◆ Supplied material ◆
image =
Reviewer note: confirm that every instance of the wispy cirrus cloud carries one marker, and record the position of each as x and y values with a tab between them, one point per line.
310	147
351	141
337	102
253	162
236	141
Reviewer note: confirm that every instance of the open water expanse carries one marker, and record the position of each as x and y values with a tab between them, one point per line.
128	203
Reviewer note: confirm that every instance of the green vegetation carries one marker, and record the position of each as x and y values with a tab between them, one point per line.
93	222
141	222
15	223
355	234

...

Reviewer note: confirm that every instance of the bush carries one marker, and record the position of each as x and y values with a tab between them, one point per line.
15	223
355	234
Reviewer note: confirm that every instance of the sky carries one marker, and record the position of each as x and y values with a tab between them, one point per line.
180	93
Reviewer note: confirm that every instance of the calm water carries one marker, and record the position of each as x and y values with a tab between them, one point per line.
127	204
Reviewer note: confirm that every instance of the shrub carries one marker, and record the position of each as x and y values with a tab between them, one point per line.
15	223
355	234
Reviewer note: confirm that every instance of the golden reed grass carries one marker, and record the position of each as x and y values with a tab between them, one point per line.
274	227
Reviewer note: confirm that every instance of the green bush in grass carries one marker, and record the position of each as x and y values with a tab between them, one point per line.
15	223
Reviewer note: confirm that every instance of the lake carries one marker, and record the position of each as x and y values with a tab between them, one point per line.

◆ Direction ◆
Rewrite the lines starting at the one containing "Reviewer note: confirm that every instance of the calm" and ending at the one containing "Reviewer note: confirm that every instance of the lake", swapping "marker" for "pin" and leaving everything else as it is.

◆ Result of the task ◆
Reviewer note: confirm that every instance of the calm water carries one pin, and record the position of each as x and y values with a tab between them, one point per line.
127	204
Reviewer note: confirm that every instance of the shrub carries one pin, and record the position of each as x and y values with a tab between them, one point per line.
15	223
355	234
Reviewer note: confirm that every instance of the golden reed grass carries one pin, and record the position of each as x and y values with a tab between them, one point per line.
274	227
Reviewer note: confirm that every instance of the green bush in grass carries one pin, and record the position of each as x and y values with a tab between them, one point per line.
15	223
Reviewer note: confirm that every instance of the lake carries one pin, and record the position of each as x and y values with a tab between them, one point per line.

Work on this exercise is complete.